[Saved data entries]
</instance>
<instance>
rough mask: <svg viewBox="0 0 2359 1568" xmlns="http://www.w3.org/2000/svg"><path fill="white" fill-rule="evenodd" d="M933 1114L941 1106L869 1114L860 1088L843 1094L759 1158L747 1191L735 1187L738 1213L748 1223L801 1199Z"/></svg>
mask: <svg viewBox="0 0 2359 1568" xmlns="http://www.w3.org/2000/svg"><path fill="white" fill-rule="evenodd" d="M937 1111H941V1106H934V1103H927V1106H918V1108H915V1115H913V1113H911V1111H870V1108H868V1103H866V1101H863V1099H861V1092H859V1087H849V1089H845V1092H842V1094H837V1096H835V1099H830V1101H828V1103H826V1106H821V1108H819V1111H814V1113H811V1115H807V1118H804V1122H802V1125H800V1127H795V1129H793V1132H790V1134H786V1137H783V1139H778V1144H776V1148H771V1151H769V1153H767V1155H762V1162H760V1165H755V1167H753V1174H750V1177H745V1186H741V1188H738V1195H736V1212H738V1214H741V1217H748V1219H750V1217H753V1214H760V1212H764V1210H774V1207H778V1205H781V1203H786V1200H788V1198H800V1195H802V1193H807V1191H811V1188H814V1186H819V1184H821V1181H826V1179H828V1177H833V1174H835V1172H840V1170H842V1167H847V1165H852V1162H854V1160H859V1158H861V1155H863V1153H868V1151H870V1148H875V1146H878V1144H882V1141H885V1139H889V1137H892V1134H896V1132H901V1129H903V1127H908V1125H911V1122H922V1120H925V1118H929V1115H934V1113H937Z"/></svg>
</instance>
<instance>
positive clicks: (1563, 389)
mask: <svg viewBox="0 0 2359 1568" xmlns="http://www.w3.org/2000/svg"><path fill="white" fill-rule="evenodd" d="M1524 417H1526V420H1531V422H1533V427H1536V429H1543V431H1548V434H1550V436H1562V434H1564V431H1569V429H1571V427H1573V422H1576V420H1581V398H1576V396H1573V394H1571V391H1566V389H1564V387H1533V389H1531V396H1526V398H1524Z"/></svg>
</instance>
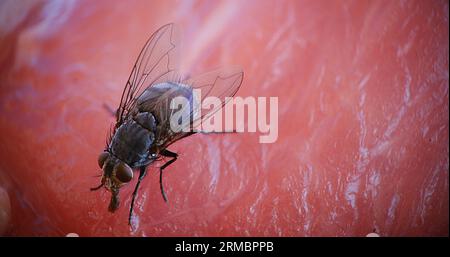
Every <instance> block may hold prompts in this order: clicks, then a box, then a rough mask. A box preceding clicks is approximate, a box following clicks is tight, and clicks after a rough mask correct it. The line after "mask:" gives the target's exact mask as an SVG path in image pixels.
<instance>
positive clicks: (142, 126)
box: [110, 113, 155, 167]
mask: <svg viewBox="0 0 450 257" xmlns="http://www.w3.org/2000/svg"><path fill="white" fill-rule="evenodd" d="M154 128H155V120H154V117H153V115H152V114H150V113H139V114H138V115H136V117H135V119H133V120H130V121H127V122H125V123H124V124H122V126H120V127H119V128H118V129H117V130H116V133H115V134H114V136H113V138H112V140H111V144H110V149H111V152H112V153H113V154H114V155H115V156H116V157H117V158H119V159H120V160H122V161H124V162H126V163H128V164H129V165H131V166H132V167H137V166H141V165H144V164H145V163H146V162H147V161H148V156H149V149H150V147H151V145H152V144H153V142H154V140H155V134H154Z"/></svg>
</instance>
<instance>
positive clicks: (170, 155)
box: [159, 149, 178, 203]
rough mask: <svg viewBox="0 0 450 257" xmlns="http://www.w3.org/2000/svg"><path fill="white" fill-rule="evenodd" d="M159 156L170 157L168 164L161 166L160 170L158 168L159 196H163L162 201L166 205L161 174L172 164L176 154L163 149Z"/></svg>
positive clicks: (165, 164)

*What you have to do:*
In the records above, retype exactly the lines from the one with "box: [110, 113, 155, 167]" through the last one.

*Reply:*
box: [110, 113, 155, 167]
mask: <svg viewBox="0 0 450 257" xmlns="http://www.w3.org/2000/svg"><path fill="white" fill-rule="evenodd" d="M154 128H155V120H154V117H153V115H152V114H150V113H139V114H138V115H136V117H135V119H133V120H130V121H127V122H125V123H124V124H122V126H120V127H119V128H118V129H117V130H116V133H115V134H114V136H113V138H112V140H111V144H110V149H111V152H112V153H113V154H114V155H115V156H116V157H117V158H119V159H120V160H122V161H124V162H126V163H128V164H129V165H131V166H132V167H137V166H141V165H144V164H145V163H146V162H147V161H148V156H149V149H150V147H151V145H152V144H153V142H154V140H155V134H154Z"/></svg>
</instance>
<instance>
positive clicks: (170, 155)
box: [159, 149, 178, 203]
rough mask: <svg viewBox="0 0 450 257" xmlns="http://www.w3.org/2000/svg"><path fill="white" fill-rule="evenodd" d="M159 156L170 157L168 164L161 166L160 170L158 168L159 196H163L162 201L166 205L161 174L172 164L176 154L163 149Z"/></svg>
positive clicks: (165, 164)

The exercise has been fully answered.